* _WHAT YOU ARE ASKED TO DO_
Reproduce the listing below verbatim.
** START OF RECORDED DATA **
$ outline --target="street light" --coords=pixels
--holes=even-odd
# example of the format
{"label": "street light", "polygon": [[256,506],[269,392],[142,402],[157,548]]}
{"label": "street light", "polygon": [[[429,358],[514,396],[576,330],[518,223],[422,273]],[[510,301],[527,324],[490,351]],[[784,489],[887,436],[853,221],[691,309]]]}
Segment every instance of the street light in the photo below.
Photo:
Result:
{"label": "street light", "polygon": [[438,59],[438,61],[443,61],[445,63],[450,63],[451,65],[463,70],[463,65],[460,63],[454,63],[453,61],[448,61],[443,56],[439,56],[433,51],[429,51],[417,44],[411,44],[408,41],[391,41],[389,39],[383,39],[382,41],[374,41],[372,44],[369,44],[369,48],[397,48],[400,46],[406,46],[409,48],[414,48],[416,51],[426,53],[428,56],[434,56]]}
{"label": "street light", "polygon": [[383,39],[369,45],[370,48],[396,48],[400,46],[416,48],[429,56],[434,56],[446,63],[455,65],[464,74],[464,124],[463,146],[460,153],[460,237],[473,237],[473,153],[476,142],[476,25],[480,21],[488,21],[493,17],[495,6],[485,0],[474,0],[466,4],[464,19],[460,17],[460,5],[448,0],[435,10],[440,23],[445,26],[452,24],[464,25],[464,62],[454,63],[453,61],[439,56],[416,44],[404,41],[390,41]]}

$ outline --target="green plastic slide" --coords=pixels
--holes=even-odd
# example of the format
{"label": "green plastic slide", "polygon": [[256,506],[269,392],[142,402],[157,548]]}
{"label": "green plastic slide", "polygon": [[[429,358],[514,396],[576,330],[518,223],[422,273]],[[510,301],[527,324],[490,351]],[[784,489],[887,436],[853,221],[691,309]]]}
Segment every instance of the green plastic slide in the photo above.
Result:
** END OF RECORDED DATA **
* _ANSWER TO THE PROBLEM_
$ outline --target="street light" --coords=pixels
--holes=even-odd
# example of the format
{"label": "street light", "polygon": [[256,506],[269,392],[142,402],[157,548]]}
{"label": "street light", "polygon": [[[429,358],[514,396],[576,330],[518,223],[422,273]],[[510,301],[527,324],[490,351]],[[784,489],[887,436],[853,221],[691,309]]]}
Segment every instance of the street light in the photo below.
Photo:
Result:
{"label": "street light", "polygon": [[438,59],[438,61],[443,61],[445,63],[450,63],[451,65],[463,70],[463,65],[460,63],[454,63],[453,61],[448,61],[443,56],[439,56],[433,51],[429,51],[417,44],[411,44],[408,41],[391,41],[389,39],[383,39],[382,41],[374,41],[372,44],[369,44],[369,48],[397,48],[400,46],[406,46],[409,48],[414,48],[416,51],[426,53],[428,56],[434,56]]}
{"label": "street light", "polygon": [[383,39],[369,45],[370,48],[396,48],[400,46],[416,48],[429,56],[434,56],[446,63],[455,65],[464,74],[464,124],[463,146],[460,153],[460,237],[473,237],[473,153],[476,142],[476,25],[480,21],[488,21],[493,17],[495,6],[485,0],[474,0],[466,4],[464,19],[460,17],[460,5],[448,0],[435,10],[440,23],[445,26],[452,24],[464,25],[464,62],[454,63],[453,61],[439,56],[416,44],[404,41],[390,41]]}

$ outline --target="green plastic slide" --coords=pixels
--holes=even-odd
# example of the format
{"label": "green plastic slide", "polygon": [[256,506],[269,392],[142,402],[157,548]]}
{"label": "green plastic slide", "polygon": [[[429,358],[514,396],[576,330],[518,223],[422,273]],[[510,301],[527,324],[490,351]],[[784,489],[887,436],[853,221],[691,309]]]}
Segment every instance of the green plastic slide in the photo above.
Result:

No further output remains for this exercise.